*Required task*
Return each line of the listing below that contains the word "balloon". Case matters.

BEGIN

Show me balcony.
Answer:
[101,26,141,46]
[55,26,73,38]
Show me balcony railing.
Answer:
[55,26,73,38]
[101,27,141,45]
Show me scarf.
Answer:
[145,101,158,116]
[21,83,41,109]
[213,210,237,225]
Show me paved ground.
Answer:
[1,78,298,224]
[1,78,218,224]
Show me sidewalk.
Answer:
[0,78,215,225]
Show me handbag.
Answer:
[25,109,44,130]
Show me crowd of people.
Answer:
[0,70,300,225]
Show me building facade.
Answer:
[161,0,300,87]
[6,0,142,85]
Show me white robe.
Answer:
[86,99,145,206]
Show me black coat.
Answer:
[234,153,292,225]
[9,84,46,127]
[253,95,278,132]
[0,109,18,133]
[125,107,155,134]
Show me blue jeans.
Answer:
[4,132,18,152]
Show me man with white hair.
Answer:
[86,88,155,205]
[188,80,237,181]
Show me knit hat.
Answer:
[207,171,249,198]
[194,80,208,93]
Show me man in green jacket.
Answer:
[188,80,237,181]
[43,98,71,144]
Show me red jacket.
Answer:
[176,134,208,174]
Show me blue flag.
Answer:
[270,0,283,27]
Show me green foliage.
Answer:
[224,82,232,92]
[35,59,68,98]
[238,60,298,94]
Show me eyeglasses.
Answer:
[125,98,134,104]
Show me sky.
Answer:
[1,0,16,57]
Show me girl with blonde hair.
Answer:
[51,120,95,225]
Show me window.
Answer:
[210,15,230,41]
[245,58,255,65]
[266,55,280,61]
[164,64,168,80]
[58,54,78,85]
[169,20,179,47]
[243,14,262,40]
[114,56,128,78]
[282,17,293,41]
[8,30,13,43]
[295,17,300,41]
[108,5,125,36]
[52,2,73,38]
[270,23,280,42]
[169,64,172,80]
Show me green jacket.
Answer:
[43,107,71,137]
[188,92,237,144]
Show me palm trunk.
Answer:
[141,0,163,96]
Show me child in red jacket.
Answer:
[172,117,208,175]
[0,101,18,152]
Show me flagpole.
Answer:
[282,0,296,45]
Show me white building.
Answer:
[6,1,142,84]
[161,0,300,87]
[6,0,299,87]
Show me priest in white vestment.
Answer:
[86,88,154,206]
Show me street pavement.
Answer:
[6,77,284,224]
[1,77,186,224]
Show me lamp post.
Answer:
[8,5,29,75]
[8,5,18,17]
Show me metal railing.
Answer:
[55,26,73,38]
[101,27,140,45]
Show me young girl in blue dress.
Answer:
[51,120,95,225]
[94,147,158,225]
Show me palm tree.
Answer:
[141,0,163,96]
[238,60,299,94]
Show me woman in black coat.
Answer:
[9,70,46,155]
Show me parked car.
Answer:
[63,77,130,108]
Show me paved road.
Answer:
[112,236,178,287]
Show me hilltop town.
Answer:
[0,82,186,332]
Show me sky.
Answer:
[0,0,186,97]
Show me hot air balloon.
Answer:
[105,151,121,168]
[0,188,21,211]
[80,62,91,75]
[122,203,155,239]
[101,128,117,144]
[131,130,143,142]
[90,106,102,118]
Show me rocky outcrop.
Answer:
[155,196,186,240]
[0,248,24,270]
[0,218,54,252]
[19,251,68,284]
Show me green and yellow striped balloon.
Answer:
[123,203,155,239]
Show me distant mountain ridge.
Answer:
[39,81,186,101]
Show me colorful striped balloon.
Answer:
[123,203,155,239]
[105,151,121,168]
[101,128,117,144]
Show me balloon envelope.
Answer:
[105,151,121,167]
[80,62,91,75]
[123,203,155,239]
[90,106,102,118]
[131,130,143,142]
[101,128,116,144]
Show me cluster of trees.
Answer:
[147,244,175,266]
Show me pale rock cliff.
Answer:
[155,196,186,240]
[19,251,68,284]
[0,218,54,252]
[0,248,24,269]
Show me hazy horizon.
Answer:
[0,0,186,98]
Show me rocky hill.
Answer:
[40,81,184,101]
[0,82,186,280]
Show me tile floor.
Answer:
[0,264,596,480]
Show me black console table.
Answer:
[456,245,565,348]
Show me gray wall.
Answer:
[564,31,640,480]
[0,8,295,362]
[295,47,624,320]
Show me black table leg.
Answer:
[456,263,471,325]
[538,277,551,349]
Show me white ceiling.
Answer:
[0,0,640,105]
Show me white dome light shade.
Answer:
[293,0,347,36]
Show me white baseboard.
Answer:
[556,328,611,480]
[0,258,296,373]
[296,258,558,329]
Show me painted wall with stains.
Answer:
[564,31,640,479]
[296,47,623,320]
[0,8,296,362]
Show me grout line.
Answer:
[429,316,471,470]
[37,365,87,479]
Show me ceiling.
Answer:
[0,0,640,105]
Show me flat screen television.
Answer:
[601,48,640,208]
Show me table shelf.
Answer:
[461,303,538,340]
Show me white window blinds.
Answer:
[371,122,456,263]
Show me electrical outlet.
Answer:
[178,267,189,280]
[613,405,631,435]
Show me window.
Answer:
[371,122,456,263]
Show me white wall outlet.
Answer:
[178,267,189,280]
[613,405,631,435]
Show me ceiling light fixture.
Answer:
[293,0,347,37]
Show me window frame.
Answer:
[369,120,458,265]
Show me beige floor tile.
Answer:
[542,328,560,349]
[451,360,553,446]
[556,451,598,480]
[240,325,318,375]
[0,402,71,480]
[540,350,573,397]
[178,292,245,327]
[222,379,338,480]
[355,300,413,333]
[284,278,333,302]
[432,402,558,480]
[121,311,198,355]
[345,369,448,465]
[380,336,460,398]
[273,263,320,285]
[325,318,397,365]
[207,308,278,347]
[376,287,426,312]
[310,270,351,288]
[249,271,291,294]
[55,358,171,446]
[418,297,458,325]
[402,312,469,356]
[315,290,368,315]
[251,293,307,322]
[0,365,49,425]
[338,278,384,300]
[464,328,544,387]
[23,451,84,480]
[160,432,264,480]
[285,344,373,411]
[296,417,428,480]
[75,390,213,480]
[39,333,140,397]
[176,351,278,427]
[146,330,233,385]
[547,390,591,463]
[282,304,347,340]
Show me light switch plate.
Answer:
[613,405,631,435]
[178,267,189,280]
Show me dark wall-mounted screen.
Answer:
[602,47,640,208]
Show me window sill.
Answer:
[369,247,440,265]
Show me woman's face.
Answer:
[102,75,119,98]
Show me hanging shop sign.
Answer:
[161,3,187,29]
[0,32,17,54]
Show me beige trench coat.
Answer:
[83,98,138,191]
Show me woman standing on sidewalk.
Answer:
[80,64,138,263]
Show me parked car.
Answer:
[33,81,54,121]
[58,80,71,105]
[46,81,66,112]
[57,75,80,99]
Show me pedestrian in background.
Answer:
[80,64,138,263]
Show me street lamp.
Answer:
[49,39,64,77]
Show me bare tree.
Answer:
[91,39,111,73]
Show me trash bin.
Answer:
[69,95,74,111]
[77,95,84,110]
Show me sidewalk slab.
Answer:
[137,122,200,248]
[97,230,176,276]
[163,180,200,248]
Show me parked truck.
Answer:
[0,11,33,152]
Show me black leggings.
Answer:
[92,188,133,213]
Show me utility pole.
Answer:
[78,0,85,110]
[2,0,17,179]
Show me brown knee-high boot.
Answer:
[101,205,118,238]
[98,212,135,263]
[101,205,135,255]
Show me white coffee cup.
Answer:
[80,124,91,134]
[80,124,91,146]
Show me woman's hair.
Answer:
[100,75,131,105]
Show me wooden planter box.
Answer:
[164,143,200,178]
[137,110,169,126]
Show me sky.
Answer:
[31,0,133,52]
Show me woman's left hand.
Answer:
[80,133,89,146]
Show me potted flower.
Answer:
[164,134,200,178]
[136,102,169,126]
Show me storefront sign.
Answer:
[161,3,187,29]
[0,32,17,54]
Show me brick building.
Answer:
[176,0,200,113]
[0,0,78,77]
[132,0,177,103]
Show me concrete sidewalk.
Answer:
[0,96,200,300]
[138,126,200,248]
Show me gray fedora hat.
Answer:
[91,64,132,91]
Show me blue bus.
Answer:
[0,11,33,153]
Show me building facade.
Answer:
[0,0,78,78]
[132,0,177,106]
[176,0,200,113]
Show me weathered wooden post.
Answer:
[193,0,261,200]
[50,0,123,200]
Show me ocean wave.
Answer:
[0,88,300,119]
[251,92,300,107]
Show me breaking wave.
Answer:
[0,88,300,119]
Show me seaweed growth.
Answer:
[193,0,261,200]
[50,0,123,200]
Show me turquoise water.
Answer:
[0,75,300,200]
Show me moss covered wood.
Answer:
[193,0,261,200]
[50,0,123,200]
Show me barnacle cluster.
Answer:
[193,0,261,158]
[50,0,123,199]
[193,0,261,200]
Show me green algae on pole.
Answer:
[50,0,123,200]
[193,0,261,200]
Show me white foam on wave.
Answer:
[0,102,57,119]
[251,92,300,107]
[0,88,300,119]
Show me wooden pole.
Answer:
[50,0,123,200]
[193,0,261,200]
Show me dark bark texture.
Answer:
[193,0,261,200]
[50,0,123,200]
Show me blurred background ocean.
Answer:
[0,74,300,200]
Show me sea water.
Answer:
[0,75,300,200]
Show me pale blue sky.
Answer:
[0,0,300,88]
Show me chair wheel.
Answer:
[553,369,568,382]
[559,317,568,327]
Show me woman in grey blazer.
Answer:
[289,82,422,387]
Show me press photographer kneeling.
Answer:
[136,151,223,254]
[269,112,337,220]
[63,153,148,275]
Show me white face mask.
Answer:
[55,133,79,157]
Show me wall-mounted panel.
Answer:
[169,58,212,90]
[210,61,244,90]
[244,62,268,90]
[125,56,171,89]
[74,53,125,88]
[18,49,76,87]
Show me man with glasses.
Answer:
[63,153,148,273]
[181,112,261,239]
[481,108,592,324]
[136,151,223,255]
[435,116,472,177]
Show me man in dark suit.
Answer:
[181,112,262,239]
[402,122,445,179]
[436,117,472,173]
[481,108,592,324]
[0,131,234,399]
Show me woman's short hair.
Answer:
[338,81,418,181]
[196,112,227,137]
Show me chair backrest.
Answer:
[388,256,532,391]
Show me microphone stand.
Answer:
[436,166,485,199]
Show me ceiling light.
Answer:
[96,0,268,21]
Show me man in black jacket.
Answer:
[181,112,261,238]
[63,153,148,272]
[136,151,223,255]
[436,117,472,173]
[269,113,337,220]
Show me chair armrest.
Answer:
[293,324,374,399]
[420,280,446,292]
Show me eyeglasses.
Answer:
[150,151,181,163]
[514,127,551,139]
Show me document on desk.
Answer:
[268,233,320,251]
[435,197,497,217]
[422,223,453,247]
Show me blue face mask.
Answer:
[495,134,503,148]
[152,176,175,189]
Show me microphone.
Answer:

END

*Final result*
Show me hot air balloon.
Show me green and yellow striped balloon.
Show me colorful striped balloon.
Show me balloon envelope.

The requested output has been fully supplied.